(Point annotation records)
┄┄┄┄┄┄┄┄┄┄
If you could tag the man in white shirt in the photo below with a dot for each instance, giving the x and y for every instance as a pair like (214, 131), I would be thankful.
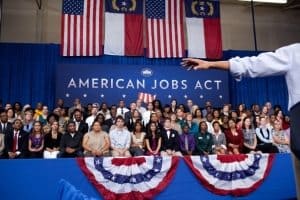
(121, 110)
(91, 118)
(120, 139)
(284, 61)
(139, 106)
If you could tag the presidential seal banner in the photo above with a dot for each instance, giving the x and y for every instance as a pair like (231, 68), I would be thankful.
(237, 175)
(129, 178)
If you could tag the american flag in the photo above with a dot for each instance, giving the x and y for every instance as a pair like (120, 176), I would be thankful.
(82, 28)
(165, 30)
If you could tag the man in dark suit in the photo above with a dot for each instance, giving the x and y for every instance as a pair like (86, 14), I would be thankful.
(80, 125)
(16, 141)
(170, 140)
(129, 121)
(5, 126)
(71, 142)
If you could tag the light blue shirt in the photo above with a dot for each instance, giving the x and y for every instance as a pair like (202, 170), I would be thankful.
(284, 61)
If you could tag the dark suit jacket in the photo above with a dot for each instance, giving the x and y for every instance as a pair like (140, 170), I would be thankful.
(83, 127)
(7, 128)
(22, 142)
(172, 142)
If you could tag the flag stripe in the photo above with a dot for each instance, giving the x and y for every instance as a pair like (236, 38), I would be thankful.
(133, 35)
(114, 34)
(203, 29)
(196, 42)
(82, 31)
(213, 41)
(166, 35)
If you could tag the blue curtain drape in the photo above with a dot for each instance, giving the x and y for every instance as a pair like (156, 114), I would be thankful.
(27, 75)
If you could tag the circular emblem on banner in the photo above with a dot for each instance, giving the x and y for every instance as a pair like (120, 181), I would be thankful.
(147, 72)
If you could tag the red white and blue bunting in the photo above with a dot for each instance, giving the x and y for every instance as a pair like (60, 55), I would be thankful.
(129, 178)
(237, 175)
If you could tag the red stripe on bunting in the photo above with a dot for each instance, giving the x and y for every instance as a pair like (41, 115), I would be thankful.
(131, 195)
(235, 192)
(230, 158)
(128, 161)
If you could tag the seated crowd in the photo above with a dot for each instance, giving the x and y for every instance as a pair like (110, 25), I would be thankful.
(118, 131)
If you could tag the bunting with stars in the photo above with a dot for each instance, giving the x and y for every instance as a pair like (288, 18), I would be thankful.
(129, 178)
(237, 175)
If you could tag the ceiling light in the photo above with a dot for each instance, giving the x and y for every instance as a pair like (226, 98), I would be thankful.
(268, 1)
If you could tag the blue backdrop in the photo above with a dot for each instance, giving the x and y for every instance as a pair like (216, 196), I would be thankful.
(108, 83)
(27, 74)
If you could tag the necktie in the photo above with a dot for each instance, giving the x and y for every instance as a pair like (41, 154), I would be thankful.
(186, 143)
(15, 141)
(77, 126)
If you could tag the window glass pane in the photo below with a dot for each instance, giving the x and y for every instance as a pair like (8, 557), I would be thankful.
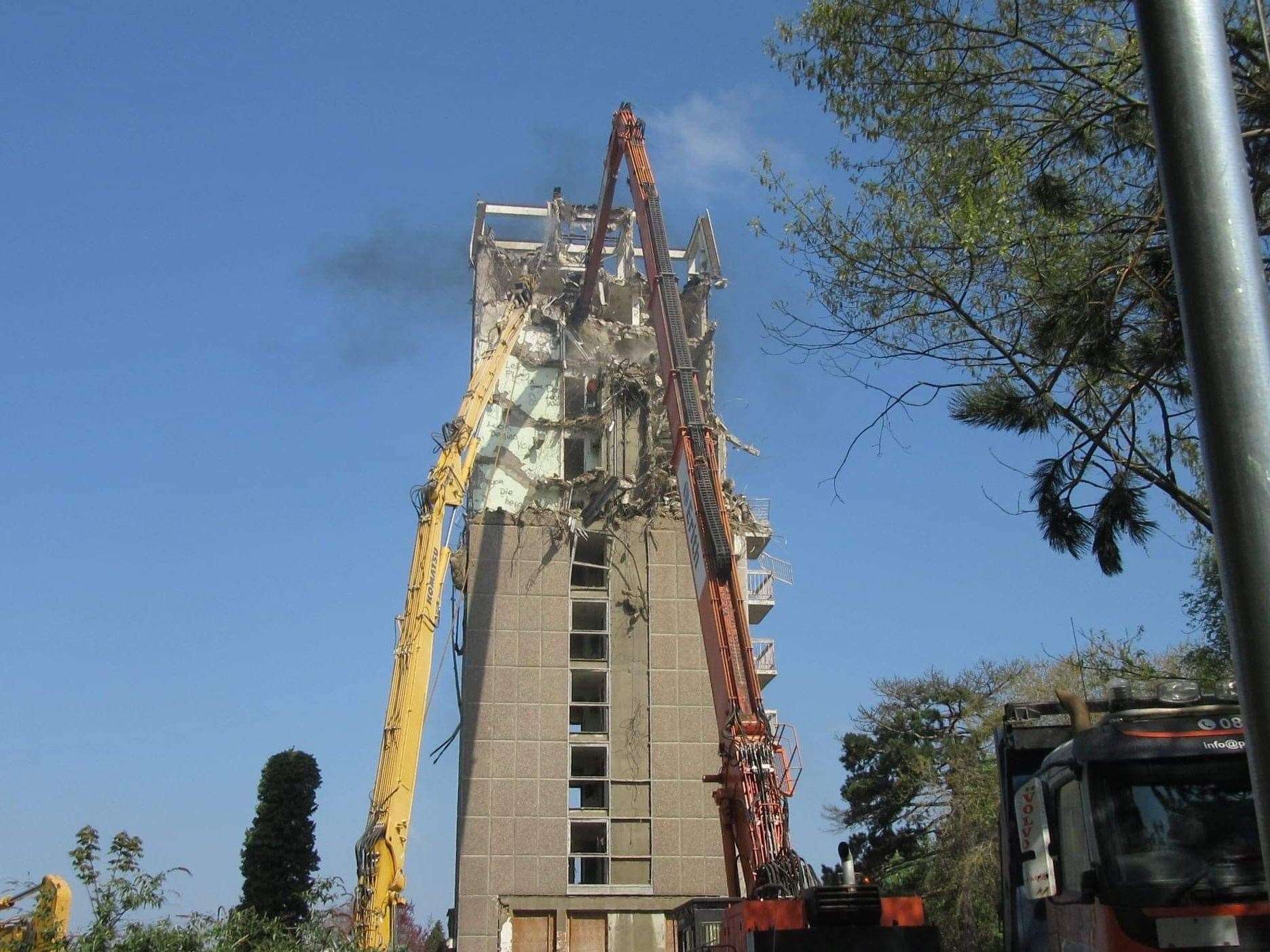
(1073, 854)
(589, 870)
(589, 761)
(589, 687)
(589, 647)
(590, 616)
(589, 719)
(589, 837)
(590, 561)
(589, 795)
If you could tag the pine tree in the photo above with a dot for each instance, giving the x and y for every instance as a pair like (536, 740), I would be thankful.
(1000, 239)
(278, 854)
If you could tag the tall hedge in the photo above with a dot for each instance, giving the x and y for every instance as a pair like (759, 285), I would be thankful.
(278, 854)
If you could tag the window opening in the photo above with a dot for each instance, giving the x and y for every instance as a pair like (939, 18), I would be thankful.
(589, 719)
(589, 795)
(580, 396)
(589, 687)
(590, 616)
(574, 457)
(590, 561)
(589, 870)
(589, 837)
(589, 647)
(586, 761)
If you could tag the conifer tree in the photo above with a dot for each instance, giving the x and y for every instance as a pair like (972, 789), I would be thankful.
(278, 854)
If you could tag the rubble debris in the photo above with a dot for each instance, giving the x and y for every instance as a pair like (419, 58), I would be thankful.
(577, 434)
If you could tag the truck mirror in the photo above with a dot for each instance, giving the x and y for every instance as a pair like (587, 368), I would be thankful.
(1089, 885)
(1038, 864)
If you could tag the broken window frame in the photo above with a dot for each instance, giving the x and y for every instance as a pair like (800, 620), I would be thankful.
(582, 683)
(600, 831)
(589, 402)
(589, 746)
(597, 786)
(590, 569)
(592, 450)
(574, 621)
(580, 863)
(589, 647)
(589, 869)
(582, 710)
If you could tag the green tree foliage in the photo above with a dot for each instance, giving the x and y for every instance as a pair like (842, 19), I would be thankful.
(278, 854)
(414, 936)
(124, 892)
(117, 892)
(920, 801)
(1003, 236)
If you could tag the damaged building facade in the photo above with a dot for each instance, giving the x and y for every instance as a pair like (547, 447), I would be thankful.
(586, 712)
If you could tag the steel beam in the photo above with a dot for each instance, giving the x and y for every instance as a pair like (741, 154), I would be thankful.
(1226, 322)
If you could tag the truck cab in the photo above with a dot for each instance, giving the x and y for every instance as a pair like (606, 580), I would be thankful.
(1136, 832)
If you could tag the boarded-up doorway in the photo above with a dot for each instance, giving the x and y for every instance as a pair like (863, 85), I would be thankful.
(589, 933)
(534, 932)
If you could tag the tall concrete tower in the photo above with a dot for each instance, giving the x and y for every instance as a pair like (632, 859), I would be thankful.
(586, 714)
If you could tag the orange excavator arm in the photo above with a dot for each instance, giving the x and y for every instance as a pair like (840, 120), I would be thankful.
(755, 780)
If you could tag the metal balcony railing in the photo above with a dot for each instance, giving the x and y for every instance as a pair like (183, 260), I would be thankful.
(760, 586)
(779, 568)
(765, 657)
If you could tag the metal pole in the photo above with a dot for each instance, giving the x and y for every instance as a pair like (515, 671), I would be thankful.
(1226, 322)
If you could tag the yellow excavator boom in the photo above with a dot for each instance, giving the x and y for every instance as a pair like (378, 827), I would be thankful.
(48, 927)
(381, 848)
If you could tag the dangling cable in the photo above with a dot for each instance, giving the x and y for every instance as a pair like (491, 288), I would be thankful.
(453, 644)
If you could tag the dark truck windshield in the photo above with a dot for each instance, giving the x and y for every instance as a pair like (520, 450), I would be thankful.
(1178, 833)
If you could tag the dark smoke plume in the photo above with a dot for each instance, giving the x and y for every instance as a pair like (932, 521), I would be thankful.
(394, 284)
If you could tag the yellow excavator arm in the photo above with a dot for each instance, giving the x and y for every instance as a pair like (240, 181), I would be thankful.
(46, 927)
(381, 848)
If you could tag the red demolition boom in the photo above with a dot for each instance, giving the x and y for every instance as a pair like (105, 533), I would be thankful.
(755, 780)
┄┄┄┄┄┄┄┄┄┄
| YOUR INSTRUCTIONS |
Copy out all of the data word for word. Do not carry over any picture.

| THE COMPLETED TASK |
If you could tag the man in white shirt in the photo below with a dot for each instance, giving the x and y for every instance as a pair like (214, 131), I would be thankful.
(121, 110)
(91, 118)
(120, 139)
(284, 61)
(139, 106)
If you could tag the presidential seal banner in the photo above with a dot for each instance, giving the x and y for every instance as a pair like (231, 68), I would be thankful.
(237, 175)
(129, 178)
If you could tag the american flag in the photo above with a dot for each instance, giving the x and y for every instance as a pair like (120, 176), I would be thankful.
(82, 28)
(165, 30)
If you could tag the man in dark suit in the photo above with a dot for each instance, giving the x and y for every instance as a pair like (86, 14), I would be thankful.
(80, 125)
(16, 141)
(170, 140)
(129, 121)
(5, 126)
(71, 142)
If you could tag the light blue shirt in the photo above with a dot for each instance, giving the x and y for every instance as a pair like (202, 170), I would be thankful.
(284, 61)
If you could tag the dark suit jacket in the photo above with a dot for each instance, giving the x and y for every instance as a pair like (140, 170), I would be thankful.
(83, 127)
(7, 128)
(22, 142)
(172, 142)
If you could tag the flag stripe in the photo above with a dot for each instance, giving the x and y for every instance as a pair like (236, 38), I would be thankful.
(133, 35)
(114, 34)
(203, 29)
(196, 42)
(82, 31)
(213, 41)
(166, 35)
If you could tag the blue curtain drape in the photo above with a dot for each instance, giving the x and y for every instance as a pair like (156, 114), I would be thankful.
(27, 75)
If you could tag the circular emblem on banner in the photo above with a dot for each instance, giving the x and y for every instance as a pair like (120, 181), I would be thankful.
(147, 72)
If you could tag the red white and blue bunting in the photo above with a dot for each instance, giving the x and y for every instance as a pair like (60, 55), I would be thankful.
(129, 178)
(237, 175)
If you could tag the red stripe on bunting in the photo above with a dot for each instance, giving the x and y for every instance as a pair like (41, 115), I would be thankful.
(131, 195)
(235, 192)
(230, 158)
(128, 161)
If you could tag the seated crowd in the photo above with a dot for each instance, giving the x and y for every instance as a pair like (110, 25), I would be thankful.
(118, 131)
If you could tag the bunting with stars in the photo above with a dot for each instance, giving the x and y for every instance as a pair like (288, 18), I would be thankful.
(129, 178)
(237, 175)
If you could tag the ceiling light in the photo above with a dot for each instance, giving the x and y for every instance as a pair like (226, 98), I would be thankful.
(268, 1)
If you could tag the blue backdrop in the photo above with a dot for each instance, giving the x and y for every instance as a pair like (216, 196), I would be thankful.
(108, 83)
(27, 74)
If you could tag the necktie in the photo above with a dot for each instance, giving the x and y for every instance as a pair like (41, 154), I would be thankful.
(186, 143)
(15, 141)
(77, 126)
If you could tag the window glass pane in the photo below with a dot for each instance, giving the x and y for every instance as a pair like (8, 557), I would be thankful.
(1073, 854)
(589, 870)
(589, 761)
(589, 687)
(589, 647)
(590, 616)
(589, 719)
(589, 837)
(590, 561)
(589, 795)
If you could tag the pine tree in the photo above with a dot for each instance, giving the x and y for every instance as a pair like (536, 740), I would be thankful.
(1000, 239)
(278, 854)
If you could tag the tall hedge in the photo above with a dot for each instance, giving the x and y for every instance as a pair like (759, 285), I would be thankful.
(278, 854)
If you could tag the window opening in the photo above with a dot for each instance, giving the x and y for every instance as a pair like (939, 18), I would be thankful.
(589, 719)
(589, 795)
(580, 396)
(589, 687)
(590, 616)
(574, 457)
(590, 561)
(589, 870)
(589, 837)
(589, 647)
(586, 761)
If you could tag the conifer tree in the photo above with a dot for each instance, giving the x and y for every instance as a pair like (972, 789), I would be thankful.
(278, 854)
If you could tag the rubble debris in the photo above with a dot for each instance, giving the x and y for every instance as a pair like (419, 58), I would be thankful.
(577, 434)
If you could tag the truck mirror in the photo above with a dot for each instance, giving the x and y for every instance as a pair like (587, 368), I would be thankful.
(1089, 885)
(1038, 864)
If you could tag the broken window frame in the photo above with a dot for each instance, giving the x and y for every instance as a pair like (800, 620), I would be thankful.
(582, 683)
(600, 831)
(589, 402)
(589, 746)
(597, 786)
(590, 569)
(592, 450)
(574, 621)
(580, 863)
(589, 647)
(589, 869)
(582, 710)
If you could tag the green tree foliage in the photo above with a dot for each instance, giving the x and y for every instance as a pair like (842, 19), I would be thankful.
(278, 854)
(414, 936)
(124, 892)
(117, 892)
(920, 801)
(1003, 236)
If you could tag the damaged building facade in the photo above with a dot for each instance, giving the x and y for every instance as a pair like (547, 447), I would be thankful.
(586, 712)
If you could tag the steel beam in the photo above with a dot for each instance, giving the x and y for every instance as a pair like (741, 154), I would be thankful.
(1226, 322)
If you could tag the truck cab in the photo above with a dot for each instance, giving the x and y for every instance as a pair like (606, 580), I would be thankful.
(1136, 832)
If you could tag the boarded-up doorway in the photo above with a dot for each instance, giving the x and y for every instance as a pair like (863, 85), I would be thankful.
(589, 933)
(534, 932)
If you could tag the tall concrete tower in the photo above with a dot for each instance, giving the x and y for every instance as a pair like (632, 859), I would be thankful.
(586, 714)
If you could tag the orange excavator arm in the photo above with a dot for each instance, giving the x and y for every instance as a pair like (840, 120), I would be thankful.
(755, 780)
If you could tag the metal balcony railing in the photo above with a dot for each instance, giving the x and y for every instance as a pair like (183, 260), I would be thankful.
(760, 586)
(779, 568)
(765, 657)
If you could tag the metal pole in the photo above with a dot for each instance, giving the x and y for every instance as a pair like (515, 671), I would be thankful.
(1226, 322)
If you could tag the yellow excavator boom in the photo above with a dot for each instance, giving the x and y for every instance as a pair like (378, 827), I would be thankful.
(48, 927)
(381, 848)
If you could tag the dangling cable in the photo above with a dot for each instance, giving the x and y for every instance as a pair like (491, 288), I would be thankful.
(453, 644)
If you could tag the dark truck windshield in the photo above with a dot for each instance, giving the x and y for every instance as a pair like (520, 450), I would be thankful.
(1178, 833)
If you could tag the dark smoke plume in the photo above with a dot for each instance, giving the x and y for every instance as a pair like (932, 521), I would be thankful.
(394, 284)
If you could tag the yellow excavator arm in the photo above with a dot for each instance, giving the x and y for every instance as a pair like (240, 181), I would be thankful.
(46, 927)
(381, 848)
If you could tag the red demolition boom in the photo above with a dot for each instance, giving the x and y for every instance as a pair like (105, 533), I would be thankful.
(755, 780)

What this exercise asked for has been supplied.